• [YOUR GOAL] Recast every line of the entries below as a numbered list, omitting any blank lines and leaving the pictures out of the answer.

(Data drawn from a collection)
[Begin]
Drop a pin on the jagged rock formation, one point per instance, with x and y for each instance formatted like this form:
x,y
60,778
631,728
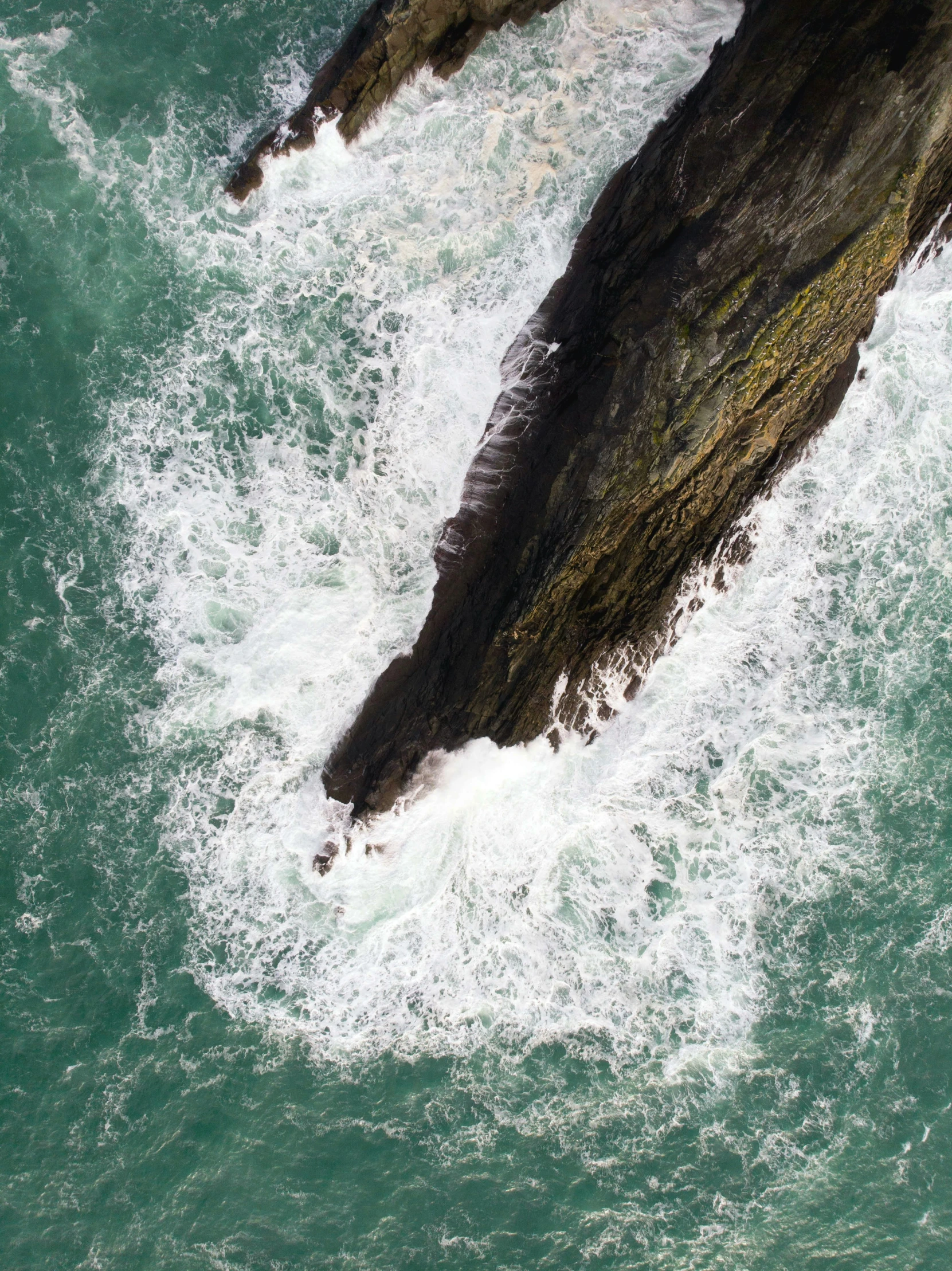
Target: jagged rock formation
x,y
390,42
706,328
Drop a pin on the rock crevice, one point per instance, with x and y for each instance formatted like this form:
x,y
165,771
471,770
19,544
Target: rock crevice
x,y
706,328
390,42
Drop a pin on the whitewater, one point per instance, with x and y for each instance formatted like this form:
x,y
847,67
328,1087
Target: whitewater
x,y
679,994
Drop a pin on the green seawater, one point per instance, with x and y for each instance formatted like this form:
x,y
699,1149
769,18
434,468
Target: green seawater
x,y
678,999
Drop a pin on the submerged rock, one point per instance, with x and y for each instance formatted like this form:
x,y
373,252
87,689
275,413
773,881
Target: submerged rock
x,y
390,42
706,328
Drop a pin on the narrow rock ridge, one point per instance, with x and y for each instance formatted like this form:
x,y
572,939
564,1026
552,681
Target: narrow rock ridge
x,y
707,327
390,42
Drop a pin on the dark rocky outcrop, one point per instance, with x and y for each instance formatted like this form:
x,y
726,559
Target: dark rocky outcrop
x,y
390,42
706,328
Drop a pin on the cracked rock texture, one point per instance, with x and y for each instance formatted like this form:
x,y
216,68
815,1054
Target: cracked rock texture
x,y
390,42
706,328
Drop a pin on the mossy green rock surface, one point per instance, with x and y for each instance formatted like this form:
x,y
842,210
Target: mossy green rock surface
x,y
706,328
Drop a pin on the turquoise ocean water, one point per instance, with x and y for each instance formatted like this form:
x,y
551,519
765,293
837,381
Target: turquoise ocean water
x,y
679,999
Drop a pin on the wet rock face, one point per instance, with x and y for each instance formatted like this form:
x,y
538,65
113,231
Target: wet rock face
x,y
706,328
390,42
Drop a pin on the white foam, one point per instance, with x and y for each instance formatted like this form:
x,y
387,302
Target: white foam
x,y
32,77
609,898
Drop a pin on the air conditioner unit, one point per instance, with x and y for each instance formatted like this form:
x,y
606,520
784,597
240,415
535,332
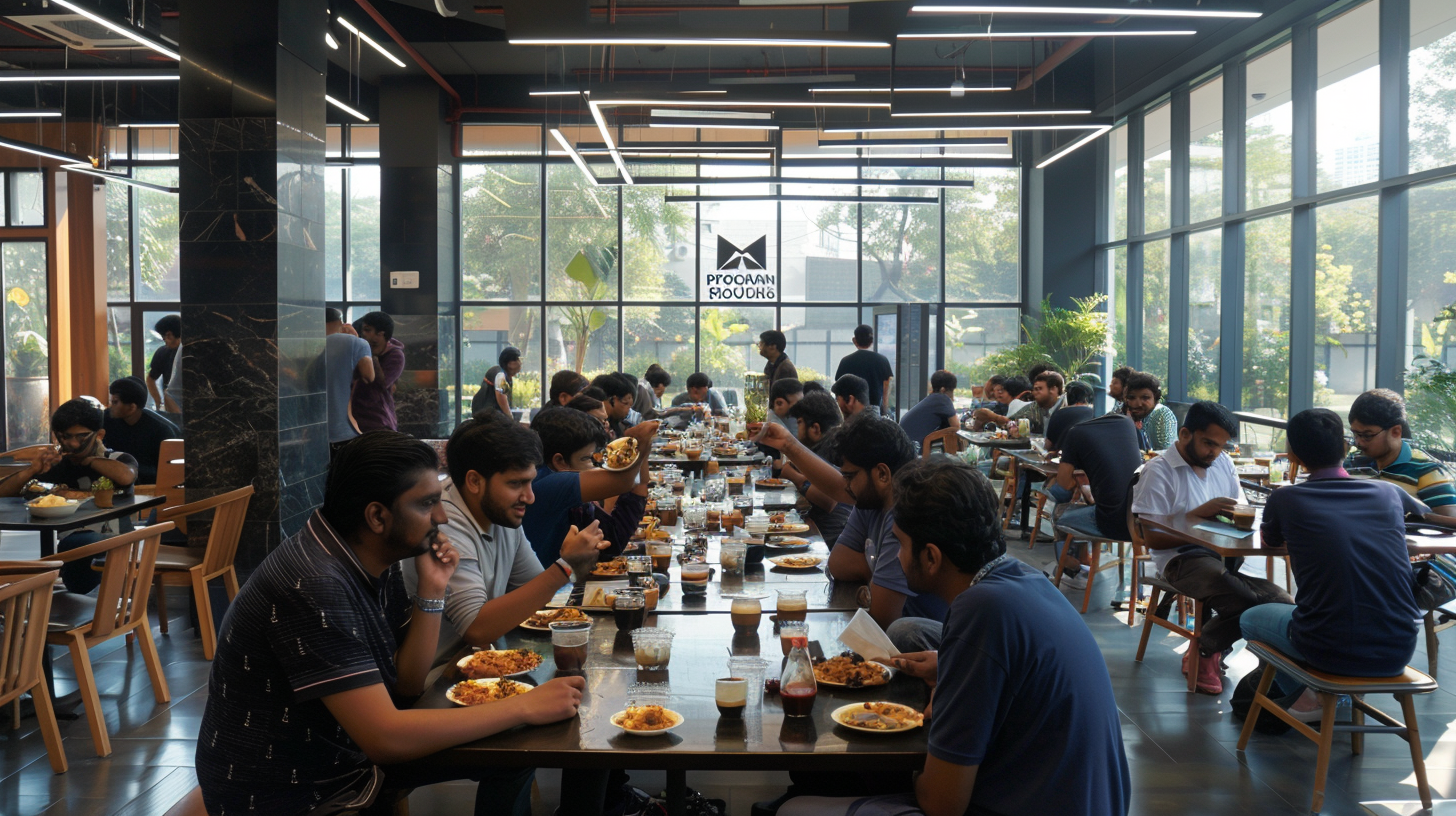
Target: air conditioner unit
[End]
• [TASK SOLUTION]
1. Drop a pin on the jagged rock formation, one point per instance, with x and y for each instance formatted like this form:
2. x,y
3. 60,778
4. 631,728
5. Target: jagged rock formation
6. x,y
7. 390,42
8. 706,328
9. Drop a pin on the rock crevice, one point per instance, with x and y for each instance formatted like this form:
10. x,y
11. 165,771
12. 471,770
13. 19,544
14. Target: rock crevice
15. x,y
16. 706,328
17. 390,42
18. Drop a pin on the whitewater, one point per instance, with x and y for each instance formatted like this form:
19. x,y
20. 847,67
21. 328,1087
22. Target: whitewater
23. x,y
24. 679,994
25. Drop a pin on the green seawater, one point per instance, with x and y for each instance formatted like this form:
26. x,y
27. 699,1149
28. 769,18
29. 434,468
30. Target: green seawater
31. x,y
32. 678,999
33. Drop a pin on the submerged rock, one point per instance, with x and y for each instance formatted like this form:
34. x,y
35. 373,252
36. 87,689
37. 275,413
38. 773,881
39. Target: submerged rock
40. x,y
41. 390,42
42. 706,328
43. Drop a pin on the narrow rock ridge, one point per instance, with x and y for each instance formatted like this form:
44. x,y
45. 572,939
46. 564,1026
47. 552,681
48. Target: narrow rock ridge
49. x,y
50. 707,327
51. 390,42
52. Drop a pin on the dark rocky outcrop, one point per instance, with x and y for each instance formatted like this form:
53. x,y
54. 726,559
55. Target: dark rocky outcrop
56. x,y
57. 390,42
58. 706,328
59. Drop a pin on the cracked rock texture, one point per instance, with x and y for each instance formatted like this form:
60. x,y
61. 216,68
62. 815,1054
63. Target: cracked rock texture
64. x,y
65. 390,42
66. 706,328
67. Drop a pin on the mossy green rock surface, one point per instance, with x and y for each instance formatted like this form:
68. x,y
69. 842,210
70. Target: mossy green rock surface
71. x,y
72. 706,328
73. Drop a pin on the turquoise ocean water, one point per instance, with x and y for each instance formatted like this form:
74. x,y
75. 551,519
76. 765,293
77. 837,381
78. Target: turquoise ocean water
79. x,y
80. 679,999
81. Drop a pin on the wet rock face, one point per instance, with x and y for each instance formatted like this form:
82. x,y
83. 538,65
84. 113,231
85. Target: wet rock face
86. x,y
87. 706,328
88. 390,42
89. Drop a pin on the white foam, one point per instance, with x and y for each instance formatted like this form:
90. x,y
91. 387,302
92. Target: white foam
93. x,y
94. 32,77
95. 609,898
96. Drop a pin on the air conditioner unit, one point per instance, with x and y for each instance formatted like this form:
97. x,y
98. 606,520
99. 784,597
100. 240,415
101. 535,332
102. Target: air conditioner unit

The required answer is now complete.